What the task requires: Every picture is to be removed, and all the data is to be copied exactly.

Dataset:
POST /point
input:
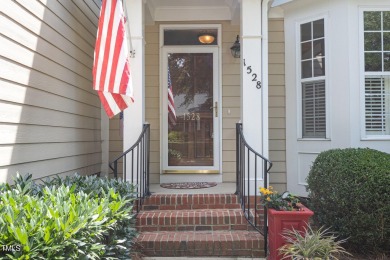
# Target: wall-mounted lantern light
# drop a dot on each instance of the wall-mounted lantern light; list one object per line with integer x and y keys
{"x": 235, "y": 49}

Finished exercise:
POST /point
input:
# Target: wall-mounted lantern light
# drop a dot on each instance of the wall-mounted lantern light; list one object per line with integer x and y keys
{"x": 235, "y": 49}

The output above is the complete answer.